* WHAT YOU ARE ASKED TO DO *
Your response should be the complete data, transcribed exactly.

Start of DATA EXTRACT

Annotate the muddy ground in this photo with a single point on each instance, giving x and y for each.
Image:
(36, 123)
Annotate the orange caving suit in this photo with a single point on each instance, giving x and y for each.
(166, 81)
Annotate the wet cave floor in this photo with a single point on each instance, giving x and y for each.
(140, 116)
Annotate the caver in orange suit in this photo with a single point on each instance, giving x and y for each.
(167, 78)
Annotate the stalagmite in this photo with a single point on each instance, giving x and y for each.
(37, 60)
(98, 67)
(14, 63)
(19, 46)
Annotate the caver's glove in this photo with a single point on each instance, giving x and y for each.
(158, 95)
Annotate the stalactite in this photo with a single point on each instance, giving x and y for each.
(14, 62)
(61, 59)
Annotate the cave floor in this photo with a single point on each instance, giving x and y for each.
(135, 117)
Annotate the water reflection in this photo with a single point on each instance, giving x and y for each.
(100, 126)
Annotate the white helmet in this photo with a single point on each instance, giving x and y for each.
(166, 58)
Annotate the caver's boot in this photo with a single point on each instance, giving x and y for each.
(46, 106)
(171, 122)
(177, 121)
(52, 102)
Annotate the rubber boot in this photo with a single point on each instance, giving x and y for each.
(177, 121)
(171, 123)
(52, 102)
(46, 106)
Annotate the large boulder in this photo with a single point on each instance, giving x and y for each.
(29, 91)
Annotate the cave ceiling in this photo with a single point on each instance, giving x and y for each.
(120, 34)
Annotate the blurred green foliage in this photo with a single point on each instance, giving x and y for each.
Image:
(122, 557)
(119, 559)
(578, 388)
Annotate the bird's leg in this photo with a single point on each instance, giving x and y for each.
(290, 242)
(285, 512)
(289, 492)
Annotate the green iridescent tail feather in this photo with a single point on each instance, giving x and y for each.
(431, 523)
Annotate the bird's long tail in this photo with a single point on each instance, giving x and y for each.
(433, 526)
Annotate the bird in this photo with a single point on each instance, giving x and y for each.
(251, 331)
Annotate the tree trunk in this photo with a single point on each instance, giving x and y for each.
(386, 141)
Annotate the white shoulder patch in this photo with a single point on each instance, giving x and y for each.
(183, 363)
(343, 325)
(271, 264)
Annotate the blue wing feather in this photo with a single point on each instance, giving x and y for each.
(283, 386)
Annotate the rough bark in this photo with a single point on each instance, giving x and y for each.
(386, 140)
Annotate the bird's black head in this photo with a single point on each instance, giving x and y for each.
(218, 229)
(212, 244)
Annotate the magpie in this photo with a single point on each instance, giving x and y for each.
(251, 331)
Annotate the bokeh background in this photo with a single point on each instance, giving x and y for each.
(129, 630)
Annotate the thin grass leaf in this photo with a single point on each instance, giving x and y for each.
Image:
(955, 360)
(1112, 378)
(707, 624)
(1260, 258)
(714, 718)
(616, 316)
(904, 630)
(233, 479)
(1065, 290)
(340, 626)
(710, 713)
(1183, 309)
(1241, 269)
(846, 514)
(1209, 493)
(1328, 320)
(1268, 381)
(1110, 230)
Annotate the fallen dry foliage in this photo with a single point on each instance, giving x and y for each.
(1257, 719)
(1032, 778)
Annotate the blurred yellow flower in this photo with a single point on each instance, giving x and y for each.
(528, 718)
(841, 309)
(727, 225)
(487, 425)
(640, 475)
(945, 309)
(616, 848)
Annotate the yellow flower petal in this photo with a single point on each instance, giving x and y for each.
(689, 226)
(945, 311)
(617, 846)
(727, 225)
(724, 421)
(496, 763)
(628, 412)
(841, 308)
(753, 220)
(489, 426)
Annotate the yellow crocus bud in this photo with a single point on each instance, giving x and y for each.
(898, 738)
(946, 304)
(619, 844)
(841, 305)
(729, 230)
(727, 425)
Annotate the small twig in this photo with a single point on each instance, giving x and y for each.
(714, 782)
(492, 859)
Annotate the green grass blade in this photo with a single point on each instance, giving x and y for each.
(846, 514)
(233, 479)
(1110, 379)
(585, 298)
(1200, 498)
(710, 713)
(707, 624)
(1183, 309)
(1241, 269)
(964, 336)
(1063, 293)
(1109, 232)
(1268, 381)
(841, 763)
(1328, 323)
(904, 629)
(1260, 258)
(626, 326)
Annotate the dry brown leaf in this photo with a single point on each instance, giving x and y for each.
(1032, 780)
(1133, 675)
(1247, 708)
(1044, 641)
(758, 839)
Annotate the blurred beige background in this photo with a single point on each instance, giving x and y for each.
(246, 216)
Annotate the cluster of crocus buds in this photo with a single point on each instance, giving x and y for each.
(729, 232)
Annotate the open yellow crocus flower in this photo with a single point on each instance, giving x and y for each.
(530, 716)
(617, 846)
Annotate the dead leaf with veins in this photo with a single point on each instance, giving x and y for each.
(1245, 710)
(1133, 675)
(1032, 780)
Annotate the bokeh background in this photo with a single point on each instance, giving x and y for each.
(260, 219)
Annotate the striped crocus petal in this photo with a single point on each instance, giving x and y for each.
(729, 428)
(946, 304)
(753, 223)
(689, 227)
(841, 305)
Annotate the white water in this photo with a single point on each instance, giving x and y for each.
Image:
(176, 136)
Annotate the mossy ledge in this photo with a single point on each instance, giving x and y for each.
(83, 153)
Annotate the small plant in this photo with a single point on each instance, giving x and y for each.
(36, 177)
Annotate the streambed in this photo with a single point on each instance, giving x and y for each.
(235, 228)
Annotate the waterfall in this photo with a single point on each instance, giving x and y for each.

End of DATA EXTRACT

* RESULT OF THIS EXERCISE *
Annotate the muddy ground in this photo with a single point on each instance, giving x and y for each.
Image:
(36, 123)
Annotate the orange caving suit in this photo with a single point on each instance, giving x and y for each.
(166, 81)
Annotate the wet cave floor in this photo with a single point on each instance, giving x and y for each.
(140, 116)
Annotate the caver in orange suit in this photo with a single point on each instance, giving x and y for each.
(167, 78)
Annotate the stalagmite in this photo with a single point on each instance, giving x and y for each.
(37, 60)
(98, 67)
(14, 63)
(19, 46)
Annotate the caver's glove in this photo with a single point on each instance, giving x and y for each.
(158, 95)
Annotate the stalactite in this photo with a single point on each instance, giving x and y for each.
(14, 62)
(61, 59)
Annotate the cave floor in this photo with a single point on each instance, giving x and y for each.
(135, 117)
Annotate the water reflection in this photo with a single point on each instance, giving x and y for each.
(100, 126)
Annotate the white helmet in this photo with a single point on each instance, giving x and y for each.
(166, 58)
Annotate the caver's boot in this photo with a single point on each instance, giving x and y for each.
(46, 106)
(171, 122)
(177, 121)
(52, 102)
Annotate the rubber boot in this photo with a single point on each instance, giving x and y for each.
(177, 121)
(171, 123)
(52, 102)
(46, 106)
Annotate the large boulder in this photo with a single point on each instance, giving x and y for each.
(29, 91)
Annotate the cave ceiling in this photo with a single point on each instance, giving x and y for each.
(120, 34)
Annotate the blurred green foliage in this photo with a single point on each instance, giving x and y for each.
Image:
(122, 557)
(119, 559)
(578, 388)
Annotate the bird's leg in this photo with a single point on each instance, giving x and y for each.
(290, 242)
(285, 512)
(289, 492)
Annotate the green iridescent tail feather in this photo with a single point on each instance, giving x and y for each.
(431, 523)
Annotate the bird's long tail in this photo with a single point on each instance, giving x and y for each.
(433, 526)
Annotate the bird in this photo with a single point on each instance, giving x and y for each.
(251, 331)
Annotate the tree trunk in this photo with a single point on each instance, giving x and y for each.
(386, 141)
Annotate the white shoulder patch in this photo with a single point on each instance, giving x and y for each.
(183, 363)
(343, 325)
(271, 264)
Annotate the blue wing feather in this photo with a single point on each instance, giving x and y for each.
(283, 386)
Annotate the rough bark in this photo with a single point on each instance, giving x and y for each.
(386, 140)
Annotate the bird's black head in this photo with a single point on each instance, giving x and y for each.
(218, 229)
(212, 244)
Annotate the magpie in this photo with a single point on each instance, giving x and y for each.
(251, 331)
Annotate the bokeh background in this photo with a single point on each instance, giving x and y for each.
(129, 630)
Annotate the thin grass leaf in this photo with a single point on each instance, giving x and y for each.
Image:
(955, 360)
(1112, 378)
(707, 624)
(1260, 258)
(714, 718)
(616, 316)
(904, 630)
(233, 479)
(1065, 290)
(340, 626)
(710, 713)
(1183, 309)
(1241, 269)
(846, 514)
(1209, 493)
(1328, 320)
(1268, 381)
(1110, 230)
Annotate the fallen dry foliage in this photo with a single point on each instance, giving x and y for each.
(1257, 719)
(1032, 778)
Annotate the blurred yellow flower in this photo with a single point on each instance, giving x and y for each.
(528, 718)
(841, 309)
(727, 225)
(487, 425)
(640, 475)
(945, 309)
(616, 848)
Annotate the yellow flower petal in this photo with a single point on each instance, giving x and y for each.
(689, 226)
(945, 311)
(617, 846)
(727, 225)
(724, 421)
(496, 763)
(628, 412)
(841, 308)
(753, 220)
(489, 426)
Annotate the yellow crocus bud in this photo with a single point on each instance, giving x and y for each.
(898, 738)
(946, 304)
(619, 844)
(841, 305)
(729, 230)
(727, 425)
Annotate the small twig in this photo with a single point on each instance, giving x and y for each.
(714, 782)
(492, 859)
Annotate the green grass blade in this photo with a single point on each instance, giving x and y for each.
(846, 514)
(233, 479)
(1110, 379)
(585, 298)
(1200, 498)
(710, 713)
(707, 624)
(1183, 309)
(1241, 269)
(964, 336)
(1063, 293)
(1109, 232)
(1268, 381)
(841, 763)
(1328, 323)
(904, 629)
(1260, 258)
(626, 326)
Annotate the dry brown leaf in this photo with a single point on each instance, giving x and y for each.
(1032, 780)
(1133, 675)
(1247, 708)
(1044, 641)
(758, 839)
Annotate the blurred beige background in this photo with a single point on each instance, giving x and y for each.
(246, 216)
Annotate the cluster of crocus buds in this photo with a single point on each instance, giving x and y for each.
(729, 232)
Annotate the open yellow crocus flower in this photo with a single point on each instance, giving x and y for each.
(530, 716)
(617, 846)
Annotate the dead leaf with veins in this photo with a single point on each instance, giving x and y for each.
(1245, 710)
(1133, 675)
(1032, 780)
Annotate the bokeh background in this photo with a single point on each instance, giving x and y for each.
(260, 219)
Annotate the striped crocus petal in this photo with a single point on each instance, giving x and y for each.
(729, 428)
(946, 304)
(753, 223)
(689, 227)
(841, 305)
Annotate the white water in this photo with a single point on each instance, giving x and y for each.
Image:
(176, 136)
Annotate the mossy ledge in this photo with a single point on each instance, giving x and y for each.
(83, 153)
Annotate the small plant in this photo with a single point on each instance, giving x and y for each.
(36, 177)
Annotate the streambed in this photo with a single point on each instance, giving x and y for each.
(235, 228)
Annotate the waterfall in this photo with a single point on each instance, giving x and y for each.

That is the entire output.